■ Data shown
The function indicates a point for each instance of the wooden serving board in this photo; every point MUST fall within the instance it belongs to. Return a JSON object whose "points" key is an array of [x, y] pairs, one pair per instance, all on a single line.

==

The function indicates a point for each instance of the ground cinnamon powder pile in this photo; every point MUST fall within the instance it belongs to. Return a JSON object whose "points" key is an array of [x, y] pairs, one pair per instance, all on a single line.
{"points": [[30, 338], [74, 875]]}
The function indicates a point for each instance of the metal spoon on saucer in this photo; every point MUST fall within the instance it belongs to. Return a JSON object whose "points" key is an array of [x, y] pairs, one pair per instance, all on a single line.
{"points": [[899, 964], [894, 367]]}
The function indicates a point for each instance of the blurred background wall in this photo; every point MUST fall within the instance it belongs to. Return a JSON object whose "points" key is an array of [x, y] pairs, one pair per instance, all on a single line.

...

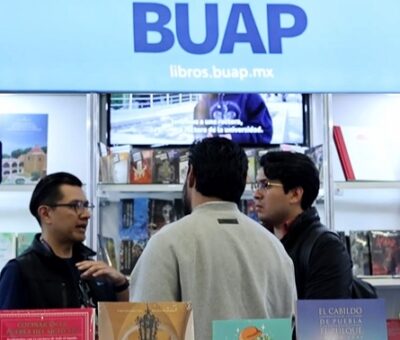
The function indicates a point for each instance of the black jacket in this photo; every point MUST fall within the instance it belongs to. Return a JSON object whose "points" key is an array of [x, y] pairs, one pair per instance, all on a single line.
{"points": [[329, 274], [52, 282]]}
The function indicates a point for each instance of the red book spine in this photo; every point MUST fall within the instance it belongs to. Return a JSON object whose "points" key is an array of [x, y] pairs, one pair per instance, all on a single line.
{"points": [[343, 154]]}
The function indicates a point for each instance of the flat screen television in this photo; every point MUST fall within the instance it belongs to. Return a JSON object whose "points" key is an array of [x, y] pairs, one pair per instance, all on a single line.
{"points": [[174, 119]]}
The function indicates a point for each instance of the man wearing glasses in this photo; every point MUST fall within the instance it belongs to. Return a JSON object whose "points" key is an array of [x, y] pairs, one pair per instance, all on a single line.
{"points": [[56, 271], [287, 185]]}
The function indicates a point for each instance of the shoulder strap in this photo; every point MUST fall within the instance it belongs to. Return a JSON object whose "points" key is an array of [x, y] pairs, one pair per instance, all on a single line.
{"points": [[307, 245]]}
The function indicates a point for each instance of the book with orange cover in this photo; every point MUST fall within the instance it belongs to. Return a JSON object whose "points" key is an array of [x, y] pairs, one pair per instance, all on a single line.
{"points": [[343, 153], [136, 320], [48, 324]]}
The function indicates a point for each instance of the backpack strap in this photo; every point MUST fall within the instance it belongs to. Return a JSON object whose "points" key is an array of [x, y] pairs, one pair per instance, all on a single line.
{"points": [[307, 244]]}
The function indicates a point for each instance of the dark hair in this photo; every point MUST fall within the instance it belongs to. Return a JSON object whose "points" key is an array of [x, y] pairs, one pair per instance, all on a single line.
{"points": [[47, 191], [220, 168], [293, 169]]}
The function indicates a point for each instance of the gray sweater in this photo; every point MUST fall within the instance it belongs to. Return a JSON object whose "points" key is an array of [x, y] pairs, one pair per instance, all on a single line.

■ Task instructions
Copy out the rows verbatim, everything from the one containing "The function indicates a point for each instance of the book" down to the one containing "The function indicates a point for each instance of the gray", with both of those included.

■ Response to the task
The function indicates a point for each instance of the book with orange cover in this photo; every point MUST fall within the instance it belongs to. Return a JSON object whose "points" key is an array of [x, y] pairs, one pair per instance, all on a single line.
{"points": [[343, 153], [136, 320], [48, 324]]}
The function indicates a point for each instance of the backpack strap in this photo; every point MUST fall within the instance it belongs to. Return a JSON object whose "points" key is an array of [x, y] pairs, one pair per instance, all on a single line.
{"points": [[307, 244]]}
The function indicates a point for each instance of the dark hair in this photo; every point MUST fall within the instance it belongs to. Return a JSON object whose "points" key is an array of [x, y] pairs, one pair per instance, all on a single line.
{"points": [[47, 191], [220, 168], [293, 169]]}
The function indicates a point for each instance of the gray sweater in this photo; every point MUST fall within the instance it belongs to. Return a JSON object whose "points" key is an array of [x, y] pairs, one pair per instance, all on a single line.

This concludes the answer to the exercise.